Point annotation records
[BEGIN]
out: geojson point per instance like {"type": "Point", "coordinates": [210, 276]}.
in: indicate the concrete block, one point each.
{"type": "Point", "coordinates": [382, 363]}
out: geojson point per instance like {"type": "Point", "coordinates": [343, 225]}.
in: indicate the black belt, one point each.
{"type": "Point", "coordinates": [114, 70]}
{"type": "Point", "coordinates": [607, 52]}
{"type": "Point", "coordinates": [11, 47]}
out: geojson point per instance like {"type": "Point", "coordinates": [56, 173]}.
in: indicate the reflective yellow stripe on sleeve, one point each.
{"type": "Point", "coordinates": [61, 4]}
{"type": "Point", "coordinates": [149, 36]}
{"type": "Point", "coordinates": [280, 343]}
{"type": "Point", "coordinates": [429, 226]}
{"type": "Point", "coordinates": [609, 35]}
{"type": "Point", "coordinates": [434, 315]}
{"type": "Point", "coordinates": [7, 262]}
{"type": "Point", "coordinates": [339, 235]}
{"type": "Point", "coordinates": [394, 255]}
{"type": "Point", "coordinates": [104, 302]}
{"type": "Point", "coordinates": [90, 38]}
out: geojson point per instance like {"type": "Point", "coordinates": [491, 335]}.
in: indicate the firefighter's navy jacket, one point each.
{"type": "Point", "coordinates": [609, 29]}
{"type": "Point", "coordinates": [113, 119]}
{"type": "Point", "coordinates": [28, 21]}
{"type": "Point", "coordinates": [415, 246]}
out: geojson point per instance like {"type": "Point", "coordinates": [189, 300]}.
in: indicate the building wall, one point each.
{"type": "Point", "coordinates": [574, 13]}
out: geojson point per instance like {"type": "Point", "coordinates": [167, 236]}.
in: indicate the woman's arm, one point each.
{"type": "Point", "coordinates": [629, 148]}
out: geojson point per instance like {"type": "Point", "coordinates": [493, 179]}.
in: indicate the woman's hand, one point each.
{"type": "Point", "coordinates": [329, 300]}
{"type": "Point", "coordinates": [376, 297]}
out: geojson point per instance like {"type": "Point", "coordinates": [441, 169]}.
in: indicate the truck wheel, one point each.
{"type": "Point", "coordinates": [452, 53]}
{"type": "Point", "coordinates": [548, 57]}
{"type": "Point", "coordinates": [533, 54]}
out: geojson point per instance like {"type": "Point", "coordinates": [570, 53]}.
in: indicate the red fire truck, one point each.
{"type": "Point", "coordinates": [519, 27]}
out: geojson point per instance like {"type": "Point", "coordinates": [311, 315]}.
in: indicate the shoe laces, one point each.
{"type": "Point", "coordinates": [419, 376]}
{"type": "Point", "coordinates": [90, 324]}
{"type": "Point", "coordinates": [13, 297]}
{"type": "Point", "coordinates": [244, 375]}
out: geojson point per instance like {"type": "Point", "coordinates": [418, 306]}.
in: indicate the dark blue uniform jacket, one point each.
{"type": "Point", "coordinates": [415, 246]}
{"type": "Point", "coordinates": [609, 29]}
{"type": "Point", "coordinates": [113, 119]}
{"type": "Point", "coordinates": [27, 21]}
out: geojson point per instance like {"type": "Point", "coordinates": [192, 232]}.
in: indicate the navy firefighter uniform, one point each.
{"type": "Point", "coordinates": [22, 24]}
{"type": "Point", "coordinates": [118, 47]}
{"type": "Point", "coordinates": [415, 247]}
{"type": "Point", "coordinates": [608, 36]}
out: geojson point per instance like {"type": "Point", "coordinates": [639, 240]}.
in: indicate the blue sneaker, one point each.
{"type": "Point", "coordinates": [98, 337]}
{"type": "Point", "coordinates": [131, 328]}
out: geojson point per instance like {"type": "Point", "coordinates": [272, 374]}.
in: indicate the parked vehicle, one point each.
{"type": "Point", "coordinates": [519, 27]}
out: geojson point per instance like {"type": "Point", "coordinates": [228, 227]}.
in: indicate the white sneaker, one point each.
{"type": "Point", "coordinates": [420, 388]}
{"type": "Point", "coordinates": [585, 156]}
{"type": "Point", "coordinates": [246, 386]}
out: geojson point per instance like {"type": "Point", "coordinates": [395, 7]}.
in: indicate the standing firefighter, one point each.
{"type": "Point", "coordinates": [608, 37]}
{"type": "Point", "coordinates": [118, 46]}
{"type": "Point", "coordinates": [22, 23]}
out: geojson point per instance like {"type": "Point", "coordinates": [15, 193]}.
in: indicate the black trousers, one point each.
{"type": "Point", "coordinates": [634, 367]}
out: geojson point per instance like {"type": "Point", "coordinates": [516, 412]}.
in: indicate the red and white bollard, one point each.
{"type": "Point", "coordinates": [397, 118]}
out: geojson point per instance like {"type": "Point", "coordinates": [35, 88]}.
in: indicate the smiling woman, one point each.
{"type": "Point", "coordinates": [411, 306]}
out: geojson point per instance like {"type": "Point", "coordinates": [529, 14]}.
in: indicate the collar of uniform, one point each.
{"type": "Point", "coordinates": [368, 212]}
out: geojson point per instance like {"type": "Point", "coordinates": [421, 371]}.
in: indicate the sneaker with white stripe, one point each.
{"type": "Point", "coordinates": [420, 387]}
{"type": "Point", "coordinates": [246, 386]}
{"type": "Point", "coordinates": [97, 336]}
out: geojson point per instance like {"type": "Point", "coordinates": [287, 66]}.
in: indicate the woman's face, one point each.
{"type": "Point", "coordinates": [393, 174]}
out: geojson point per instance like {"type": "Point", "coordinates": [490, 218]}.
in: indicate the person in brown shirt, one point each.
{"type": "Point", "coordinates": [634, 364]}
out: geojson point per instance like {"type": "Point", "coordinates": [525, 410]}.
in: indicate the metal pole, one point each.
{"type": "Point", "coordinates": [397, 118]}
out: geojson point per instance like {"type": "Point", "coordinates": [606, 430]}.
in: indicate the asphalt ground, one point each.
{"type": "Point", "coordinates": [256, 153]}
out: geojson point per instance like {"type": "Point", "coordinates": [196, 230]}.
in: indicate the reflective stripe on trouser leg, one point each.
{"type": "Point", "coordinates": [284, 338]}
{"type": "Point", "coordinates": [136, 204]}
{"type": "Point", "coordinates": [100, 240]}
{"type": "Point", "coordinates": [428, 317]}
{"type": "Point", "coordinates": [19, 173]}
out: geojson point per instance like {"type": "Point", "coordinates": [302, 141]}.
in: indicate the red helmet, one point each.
[END]
### Problem description
Give back each line above precisely as it stands.

### Result
out: geojson point per instance like {"type": "Point", "coordinates": [210, 276]}.
in: indicate the concrete block, one point each.
{"type": "Point", "coordinates": [382, 363]}
out: geojson point per instance like {"type": "Point", "coordinates": [343, 225]}.
in: indicate the black belt, one point each.
{"type": "Point", "coordinates": [114, 70]}
{"type": "Point", "coordinates": [607, 52]}
{"type": "Point", "coordinates": [11, 47]}
out: geojson point per instance like {"type": "Point", "coordinates": [56, 173]}.
in: indicate the reflective yellow stripe on sleeve, one point each.
{"type": "Point", "coordinates": [61, 4]}
{"type": "Point", "coordinates": [149, 36]}
{"type": "Point", "coordinates": [280, 343]}
{"type": "Point", "coordinates": [429, 226]}
{"type": "Point", "coordinates": [609, 35]}
{"type": "Point", "coordinates": [434, 315]}
{"type": "Point", "coordinates": [7, 262]}
{"type": "Point", "coordinates": [339, 235]}
{"type": "Point", "coordinates": [394, 255]}
{"type": "Point", "coordinates": [104, 302]}
{"type": "Point", "coordinates": [90, 38]}
out: geojson point per instance like {"type": "Point", "coordinates": [491, 335]}.
in: indicate the firefighter's navy jacket, one point each.
{"type": "Point", "coordinates": [609, 29]}
{"type": "Point", "coordinates": [113, 119]}
{"type": "Point", "coordinates": [28, 21]}
{"type": "Point", "coordinates": [415, 246]}
out: geojson point per instance like {"type": "Point", "coordinates": [189, 300]}.
in: indicate the building wall, one point each.
{"type": "Point", "coordinates": [574, 13]}
out: geojson point per instance like {"type": "Point", "coordinates": [167, 236]}.
in: indicate the woman's arm, one point each.
{"type": "Point", "coordinates": [629, 148]}
out: geojson point per instance like {"type": "Point", "coordinates": [493, 179]}.
in: indicate the woman's hand, one point each.
{"type": "Point", "coordinates": [329, 300]}
{"type": "Point", "coordinates": [376, 297]}
out: geojson point per instance like {"type": "Point", "coordinates": [441, 169]}.
in: indicate the truck wheel, one point each.
{"type": "Point", "coordinates": [452, 53]}
{"type": "Point", "coordinates": [548, 57]}
{"type": "Point", "coordinates": [533, 54]}
out: geojson point per instance like {"type": "Point", "coordinates": [570, 53]}.
in: indicate the red fire truck, one point each.
{"type": "Point", "coordinates": [519, 27]}
out: geojson point per instance like {"type": "Point", "coordinates": [311, 315]}.
in: indicate the shoe laces, one point each.
{"type": "Point", "coordinates": [419, 376]}
{"type": "Point", "coordinates": [90, 324]}
{"type": "Point", "coordinates": [13, 297]}
{"type": "Point", "coordinates": [244, 375]}
out: geojson point per instance like {"type": "Point", "coordinates": [418, 306]}.
in: indicate the dark blue uniform jacket, one point each.
{"type": "Point", "coordinates": [415, 246]}
{"type": "Point", "coordinates": [609, 29]}
{"type": "Point", "coordinates": [113, 119]}
{"type": "Point", "coordinates": [27, 21]}
out: geojson point per instance like {"type": "Point", "coordinates": [192, 232]}.
in: indicate the navy firefighter uniform, one point each.
{"type": "Point", "coordinates": [22, 24]}
{"type": "Point", "coordinates": [118, 47]}
{"type": "Point", "coordinates": [415, 247]}
{"type": "Point", "coordinates": [608, 36]}
out: geojson point per instance like {"type": "Point", "coordinates": [639, 240]}.
in: indicate the blue sneaker, one point each.
{"type": "Point", "coordinates": [98, 337]}
{"type": "Point", "coordinates": [131, 328]}
out: geojson point per instance like {"type": "Point", "coordinates": [272, 374]}.
in: indicate the parked vehicle, one point each.
{"type": "Point", "coordinates": [519, 27]}
out: geojson point per instance like {"type": "Point", "coordinates": [228, 227]}.
in: indicate the white sneaker, one point each.
{"type": "Point", "coordinates": [420, 388]}
{"type": "Point", "coordinates": [585, 156]}
{"type": "Point", "coordinates": [246, 386]}
out: geojson point per instance like {"type": "Point", "coordinates": [395, 7]}.
in: indicate the standing firefighter, one point each.
{"type": "Point", "coordinates": [608, 37]}
{"type": "Point", "coordinates": [118, 46]}
{"type": "Point", "coordinates": [22, 23]}
out: geojson point per instance like {"type": "Point", "coordinates": [15, 193]}.
in: indicate the black trousers, one point each.
{"type": "Point", "coordinates": [634, 367]}
out: geojson point per instance like {"type": "Point", "coordinates": [516, 412]}.
in: indicate the red and white bollard, one point each.
{"type": "Point", "coordinates": [397, 118]}
out: geojson point per instance like {"type": "Point", "coordinates": [35, 88]}.
in: indicate the smiling woman, one point each.
{"type": "Point", "coordinates": [411, 306]}
out: geojson point per instance like {"type": "Point", "coordinates": [529, 14]}.
in: indicate the collar of uniform, one point each.
{"type": "Point", "coordinates": [368, 212]}
out: geojson point per instance like {"type": "Point", "coordinates": [421, 371]}.
in: indicate the sneaker with white stripe, one point each.
{"type": "Point", "coordinates": [420, 387]}
{"type": "Point", "coordinates": [246, 386]}
{"type": "Point", "coordinates": [97, 336]}
out: geojson point per instance like {"type": "Point", "coordinates": [287, 66]}.
in: indicate the woman's face, one point each.
{"type": "Point", "coordinates": [393, 174]}
out: geojson point per instance like {"type": "Point", "coordinates": [490, 218]}.
in: indicate the person in brown shirt, one point each.
{"type": "Point", "coordinates": [634, 364]}
out: geojson point per instance like {"type": "Point", "coordinates": [525, 410]}.
in: indicate the metal pole, one point each.
{"type": "Point", "coordinates": [397, 118]}
out: geojson point per instance like {"type": "Point", "coordinates": [606, 430]}.
in: indicate the asphalt ground, one point each.
{"type": "Point", "coordinates": [256, 153]}
out: geojson point per instance like {"type": "Point", "coordinates": [196, 230]}.
in: indicate the reflective stripe on trouser leg, one point each.
{"type": "Point", "coordinates": [284, 338]}
{"type": "Point", "coordinates": [136, 204]}
{"type": "Point", "coordinates": [100, 240]}
{"type": "Point", "coordinates": [428, 317]}
{"type": "Point", "coordinates": [19, 173]}
out: geojson point per instance like {"type": "Point", "coordinates": [302, 141]}.
in: indicate the red helmet, one point each.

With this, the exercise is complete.